» **EXERCISE AIM**
Answer these questions using the Mercury passage below:
1. How far is Mercury from the Sun, in kilometers?
2. How many Earth days make up one day on Mercury?
3. Which spacecraft was the first sent to study Mercury, and in what year?

I am pleased and excited to introduce a new series here at SkyFeed. While SkyFeed is primarily a space news resource, we will be posting regular resources about astronomy, space, and science. To start, we are focusing on planets in the Milky Way!
Mercury is the closest planet to the Sun. It is 58 million kilometers (about 36 million miles) from the Sun. For comparison, our own planet is 150 million kilometers (93 million miles) from the sun. So, Mercury is significantly closer to the Sun than Earth is.
Mercury is the smallest planet (excluding Pluto) in our solar system. It’s diameter measures in at 3,030 miles (roughly the same size as the United States). The radius is 2,440 km (1,516 miles) with a circumference at the equator of 15,329 km (9, 525 miles).
Mercury spins very slowly around it’s axis (how we calculate days). It takes 58.65 Earth days for Mercury to have one day.
VISITING MERCURY
In 1973 the Mariner 10 spacecraft was the first sent to study Mercury. The spacecraft performed a flyby of the planet to collect information about the atmosphere, surface, and characteristics. Mariner 10’s biggest finds were discovering that Mercury has a weak magnetic field and that it has very cold nights (-183 degrees Celsius/ -297 degrees Fahrenheit) and very hot days (187 degrees Celsius/ 369 degrees Fahrenheit).

» **DATA BLOCK**
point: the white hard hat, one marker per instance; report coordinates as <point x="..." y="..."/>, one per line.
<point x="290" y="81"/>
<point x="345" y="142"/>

» **FINAL ANSWER**
1. 58 million kilometers
2. 58.65 Earth days
3. Mariner 10, in 1973